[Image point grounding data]

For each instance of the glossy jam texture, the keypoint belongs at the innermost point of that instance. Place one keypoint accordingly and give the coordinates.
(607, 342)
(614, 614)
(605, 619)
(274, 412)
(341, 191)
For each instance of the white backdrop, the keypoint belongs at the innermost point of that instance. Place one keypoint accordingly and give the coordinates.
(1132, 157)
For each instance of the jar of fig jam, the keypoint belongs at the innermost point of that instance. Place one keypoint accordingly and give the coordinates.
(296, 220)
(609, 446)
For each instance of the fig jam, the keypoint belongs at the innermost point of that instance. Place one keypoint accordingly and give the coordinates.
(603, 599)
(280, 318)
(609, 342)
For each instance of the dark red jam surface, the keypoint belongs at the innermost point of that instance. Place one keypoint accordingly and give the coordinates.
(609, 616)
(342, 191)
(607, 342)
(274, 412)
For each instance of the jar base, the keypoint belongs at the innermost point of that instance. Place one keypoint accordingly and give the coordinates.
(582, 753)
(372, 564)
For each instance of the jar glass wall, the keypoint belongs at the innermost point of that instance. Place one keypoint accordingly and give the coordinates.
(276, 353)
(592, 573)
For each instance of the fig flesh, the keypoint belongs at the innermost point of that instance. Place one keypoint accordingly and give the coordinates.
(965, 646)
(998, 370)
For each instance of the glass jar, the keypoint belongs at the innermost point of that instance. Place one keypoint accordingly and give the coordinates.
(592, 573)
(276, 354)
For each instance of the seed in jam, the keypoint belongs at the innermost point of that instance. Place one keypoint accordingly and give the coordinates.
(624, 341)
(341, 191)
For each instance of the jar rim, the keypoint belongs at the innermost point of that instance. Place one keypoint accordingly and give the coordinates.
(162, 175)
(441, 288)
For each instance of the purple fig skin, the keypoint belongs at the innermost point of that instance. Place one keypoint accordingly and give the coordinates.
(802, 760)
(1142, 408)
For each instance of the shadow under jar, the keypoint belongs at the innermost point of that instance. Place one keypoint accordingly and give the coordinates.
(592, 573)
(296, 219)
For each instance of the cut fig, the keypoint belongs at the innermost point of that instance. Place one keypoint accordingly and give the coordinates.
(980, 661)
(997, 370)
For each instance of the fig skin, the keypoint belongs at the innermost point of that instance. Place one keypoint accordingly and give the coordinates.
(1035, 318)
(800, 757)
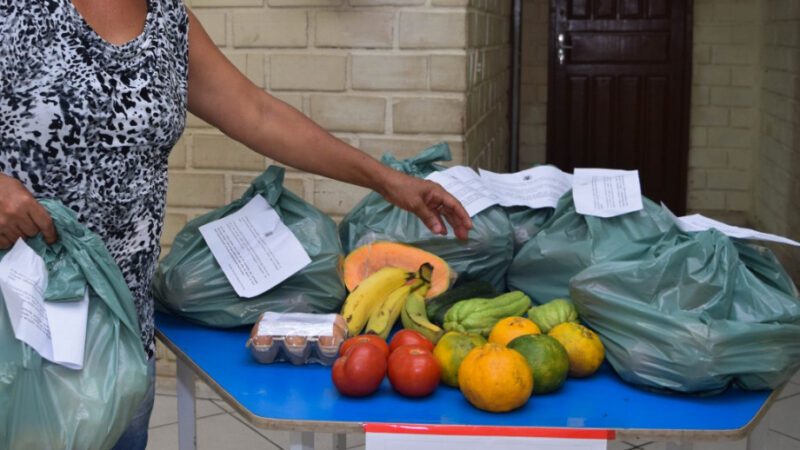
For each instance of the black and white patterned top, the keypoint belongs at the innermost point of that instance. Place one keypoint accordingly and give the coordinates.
(92, 124)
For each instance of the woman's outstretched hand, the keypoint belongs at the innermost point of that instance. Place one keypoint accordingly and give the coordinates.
(429, 201)
(21, 215)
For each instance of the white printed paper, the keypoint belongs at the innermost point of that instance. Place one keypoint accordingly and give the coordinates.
(255, 250)
(538, 187)
(606, 192)
(466, 186)
(696, 222)
(57, 331)
(392, 441)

[Work instruction] Every line above should be reproduced exactly, please, with no pictures included.

[Response to the task]
For each instance of the glossy jam texture, the keypoint belongs at the innermost point of that instance. Place one keypoint accordingly and give the coordinates.
(607, 342)
(614, 614)
(605, 619)
(274, 412)
(341, 191)
For each instance of the white backdrop, the keypoint belongs at the innermost point of that instance. Place one keypoint accordingly and give the coordinates.
(1132, 157)
For each instance of the jar of fig jam, the keypoint belongs at the innermost point of that instance. Place one keypoint accordingly and give the coordinates.
(296, 220)
(609, 446)
For each instance of the fig jam, the keypoint belongs at the innermost point of that instance. Place one keypoint accordingly and give the coordinates.
(603, 599)
(280, 318)
(609, 342)
For each instance of the dark red jam surface, the keypoint belongs at the innermost point of that instance. Place one keypoint accordingly and give the coordinates.
(609, 616)
(342, 191)
(607, 342)
(274, 412)
For each instance of the jar base, the keypoint belongs at the innermost point of that instance. Place one keypoint accordingly and give the coordinates.
(582, 753)
(372, 564)
For each instance of the jar glass wall, the keypoint belongs at the innermost point of that instance. Place one keypoint accordingly and give the coordinates.
(276, 353)
(592, 573)
For each instance of the fig flesh, the keypoint belongs at the innermost point of that instance. Place one keypoint accordingly and give the coordinates.
(965, 646)
(998, 370)
For each instance of the glass jar, the keypoint belongs at the innermost point of that instance. Place one keypoint accordingly and give the coordinates.
(592, 573)
(276, 354)
For each instance of the seed in jam, the keypoint belongs at the innermost point of that instance. Place one keypoint accordingly and give the coordinates.
(624, 341)
(341, 191)
For each instance of the jar rim, the keypoint belongs at the innermost point of that instance. Place one keypoint accordingly and give the coordinates.
(162, 175)
(441, 288)
For each instance of the purple fig skin, the keypoint belongs at the innermost point of that instance. Place one keypoint accordingly and give the coordinates.
(802, 760)
(1142, 408)
For each instance of the shadow under jar, the keypoint belongs at the innermost point of that instance. Place one keypoint accordingly and give the coordinates.
(592, 573)
(296, 219)
For each instance of the cut fig, the keypoint belongs at the innermost point of that instance. Place one keypoint accordingly and give the coordinates.
(980, 661)
(997, 370)
For each instance of the fig skin, the keypoint belongs at the innermost point of that instance. Place one keypoint accordingly and give the coordinates.
(1035, 318)
(800, 757)
For each instance of the black and white patterned top, the keypoint belongs at the innermost point of that instance. Place one keypoint accordingly and give the coordinates.
(92, 124)
For each instance of the woman's outstretched hand, the keypoint belongs at the innermost point of that instance. Place one keypoint accordingly and give the coordinates.
(429, 201)
(21, 215)
For each instance of the white printed paper, the keypoint belongs at the innermost point of that instance. Place one keypoint accordingly and give the coordinates.
(255, 250)
(538, 187)
(606, 192)
(466, 186)
(696, 222)
(57, 331)
(392, 441)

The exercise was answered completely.